++++ PROVIDED DATA

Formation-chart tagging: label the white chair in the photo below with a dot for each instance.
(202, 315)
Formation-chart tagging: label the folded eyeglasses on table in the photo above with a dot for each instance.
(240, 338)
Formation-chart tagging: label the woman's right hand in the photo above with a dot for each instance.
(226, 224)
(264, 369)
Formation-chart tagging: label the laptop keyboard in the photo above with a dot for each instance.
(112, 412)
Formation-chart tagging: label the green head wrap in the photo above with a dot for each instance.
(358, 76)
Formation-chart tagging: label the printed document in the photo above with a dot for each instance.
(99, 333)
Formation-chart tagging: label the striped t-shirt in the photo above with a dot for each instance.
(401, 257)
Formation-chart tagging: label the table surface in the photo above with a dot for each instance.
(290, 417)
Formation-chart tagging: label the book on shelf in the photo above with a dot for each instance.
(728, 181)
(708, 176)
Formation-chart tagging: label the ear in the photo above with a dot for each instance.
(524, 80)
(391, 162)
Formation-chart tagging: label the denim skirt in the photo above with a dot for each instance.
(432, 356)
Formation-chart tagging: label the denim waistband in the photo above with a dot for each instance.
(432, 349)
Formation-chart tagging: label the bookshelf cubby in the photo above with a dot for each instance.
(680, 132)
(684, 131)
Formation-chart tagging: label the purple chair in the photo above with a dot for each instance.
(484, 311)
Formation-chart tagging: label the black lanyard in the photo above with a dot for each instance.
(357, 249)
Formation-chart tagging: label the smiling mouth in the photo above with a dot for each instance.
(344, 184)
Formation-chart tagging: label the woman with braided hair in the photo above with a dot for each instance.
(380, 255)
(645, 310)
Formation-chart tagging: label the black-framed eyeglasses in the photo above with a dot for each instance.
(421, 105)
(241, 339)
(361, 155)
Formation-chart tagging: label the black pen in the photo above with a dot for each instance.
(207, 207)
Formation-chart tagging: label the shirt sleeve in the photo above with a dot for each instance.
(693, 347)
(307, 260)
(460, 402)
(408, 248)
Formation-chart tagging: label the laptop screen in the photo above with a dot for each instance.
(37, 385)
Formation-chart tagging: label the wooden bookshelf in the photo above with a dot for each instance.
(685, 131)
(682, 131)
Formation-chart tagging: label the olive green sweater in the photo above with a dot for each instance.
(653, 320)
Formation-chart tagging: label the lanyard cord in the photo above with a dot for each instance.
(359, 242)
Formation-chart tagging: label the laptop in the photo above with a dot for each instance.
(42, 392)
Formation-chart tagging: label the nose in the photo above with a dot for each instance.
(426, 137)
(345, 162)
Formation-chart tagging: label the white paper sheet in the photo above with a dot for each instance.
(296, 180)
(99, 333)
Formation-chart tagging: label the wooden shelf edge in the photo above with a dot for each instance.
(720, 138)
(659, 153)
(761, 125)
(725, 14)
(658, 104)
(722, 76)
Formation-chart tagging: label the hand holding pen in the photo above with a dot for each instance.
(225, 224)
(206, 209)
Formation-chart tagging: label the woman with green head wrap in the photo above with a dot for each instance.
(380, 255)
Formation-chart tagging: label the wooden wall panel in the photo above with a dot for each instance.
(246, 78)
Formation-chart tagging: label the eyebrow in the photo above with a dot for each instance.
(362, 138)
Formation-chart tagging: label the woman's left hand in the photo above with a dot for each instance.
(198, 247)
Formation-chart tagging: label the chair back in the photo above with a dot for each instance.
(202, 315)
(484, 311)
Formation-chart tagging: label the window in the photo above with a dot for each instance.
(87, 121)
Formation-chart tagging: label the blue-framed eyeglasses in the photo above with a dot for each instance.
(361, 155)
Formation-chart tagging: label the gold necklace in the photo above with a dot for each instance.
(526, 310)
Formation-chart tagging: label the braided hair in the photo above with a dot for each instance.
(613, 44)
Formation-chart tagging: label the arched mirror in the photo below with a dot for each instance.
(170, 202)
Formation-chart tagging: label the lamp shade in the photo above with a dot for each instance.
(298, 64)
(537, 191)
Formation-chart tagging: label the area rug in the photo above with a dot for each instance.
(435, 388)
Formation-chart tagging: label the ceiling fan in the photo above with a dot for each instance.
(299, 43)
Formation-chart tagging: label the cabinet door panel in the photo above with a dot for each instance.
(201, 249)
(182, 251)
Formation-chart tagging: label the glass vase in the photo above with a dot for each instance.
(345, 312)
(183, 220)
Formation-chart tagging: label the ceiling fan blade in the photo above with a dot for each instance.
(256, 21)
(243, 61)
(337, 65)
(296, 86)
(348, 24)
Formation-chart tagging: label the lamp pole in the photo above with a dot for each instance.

++++++++

**GOAL**
Every record above needs to be repeated word for word.

**ANSWER TO THE PROBLEM**
Formation-chart tagging: label the white chair in the photo below with a dot for each instance.
(202, 315)
Formation-chart tagging: label the folded eyeglasses on table in the photo above with a dot for each instance.
(240, 338)
Formation-chart tagging: label the woman's right hand in the photo above with a dot for each instance.
(226, 224)
(264, 369)
Formation-chart tagging: label the laptop keyboard in the photo above with a dot for each instance.
(112, 412)
Formation-chart tagging: label the green head wrap in the photo above with a dot for each instance.
(358, 76)
Formation-chart tagging: label the printed document in the photo above with a dot for each instance.
(99, 333)
Formation-chart tagging: label the striped t-shirt in the photo above with a dot for each instance.
(401, 257)
Formation-chart tagging: label the table surface in the photo above with a dot for each instance.
(290, 417)
Formation-chart tagging: label the book on shelf in the photo above with a dot for each instance.
(728, 181)
(708, 176)
Formation-chart tagging: label the ear in the photo above with a dot for each instance.
(524, 80)
(391, 162)
Formation-chart tagging: label the denim skirt in the photo above with a dot for each instance.
(432, 356)
Formation-chart tagging: label the denim waistband in the photo above with a dot for each instance.
(432, 349)
Formation-chart tagging: label the bookshelf cubby in the photo above with a dot for each instance.
(680, 132)
(684, 131)
Formation-chart tagging: label the purple chair in the photo above with a dot for each instance.
(484, 311)
Formation-chart tagging: label the black lanyard in the photo above with a dot for each instance.
(357, 249)
Formation-chart tagging: label the smiling mouth in the photo above with a dot for each instance.
(344, 184)
Formation-chart tagging: label the woman with braided hair in the photo above with a dot for each instance.
(380, 255)
(645, 310)
Formation-chart tagging: label the black-framed eyeglasses in the photo above with a dot for each instance.
(421, 105)
(241, 339)
(361, 155)
Formation-chart tagging: label the black pen in the photo above with a dot for each instance.
(207, 207)
Formation-chart tagging: label the shirt sleeve in the photo above with a dot for each instance.
(693, 347)
(307, 260)
(460, 402)
(408, 248)
Formation-chart tagging: label the laptop screen in the photo above with a dot for each instance.
(37, 385)
Formation-chart tagging: label the wooden bookshelf in the photo above with a dot for each instance.
(685, 131)
(682, 131)
Formation-chart tagging: label the olive green sweater in the photo above with a dot for each instance.
(653, 320)
Formation-chart tagging: label the lanyard cord in the photo above with a dot for each instance.
(359, 242)
Formation-chart tagging: label the laptop in the photo above with a dot for each instance.
(42, 392)
Formation-chart tagging: label the nose in the photo above with a dot for each instance.
(426, 137)
(345, 162)
Formation-chart tagging: label the white paper sheet in the photo above with a dot for each instance.
(296, 180)
(99, 333)
Formation-chart tagging: label the wooden shelf edge in the photo above with a dot for each instance.
(720, 138)
(659, 153)
(761, 125)
(725, 14)
(658, 104)
(722, 76)
Formation-chart tagging: label the hand holding pen in the photo above with a dot for each instance.
(225, 224)
(206, 209)
Formation-chart tagging: label the woman with green head wrap in the photo above with a dot for each instance.
(380, 255)
Formation-chart tagging: label the wooden wall panel in the photo above with a dot for each instance.
(246, 78)
Formation-chart tagging: label the eyebrow in the photo above with a dot for each instance.
(362, 138)
Formation-chart tagging: label the woman's left hand in the photo above with a dot for each instance.
(198, 247)
Formation-chart tagging: label the chair back in the photo above with a dot for each instance.
(202, 315)
(484, 311)
Formation-chart tagging: label the window in the photo above with a dot for each instance.
(87, 121)
Formation-chart tagging: label the blue-framed eyeglasses in the photo above with a dot for each instance.
(361, 155)
Formation-chart tagging: label the gold necklace in the photo above with a dot for each instance.
(526, 310)
Formation-chart tagging: label the braided hair in the photo above with a dot for each instance.
(613, 44)
Formation-chart tagging: label the arched mirror in the photo below with a dot for each instance.
(170, 202)
Formation-chart tagging: label the lamp shade in the photo above with a dot for each instance.
(298, 64)
(537, 191)
Formation-chart tagging: label the area rug in the photo above with a dot for each instance.
(435, 388)
Formation-chart tagging: label the ceiling fan in the photo above with a dot for each instance.
(299, 43)
Formation-chart tagging: label the cabinet door panel in the photo above with a dot for each instance.
(201, 249)
(182, 251)
Formation-chart tagging: label the glass vase in the photo above with a dot for each instance.
(345, 312)
(183, 220)
Formation-chart tagging: label the ceiling fan blade in the photo above with a dot for each instance.
(256, 21)
(243, 61)
(337, 65)
(296, 86)
(348, 24)
Formation-chart tagging: label the lamp pole in the photo above with a dot for each instance.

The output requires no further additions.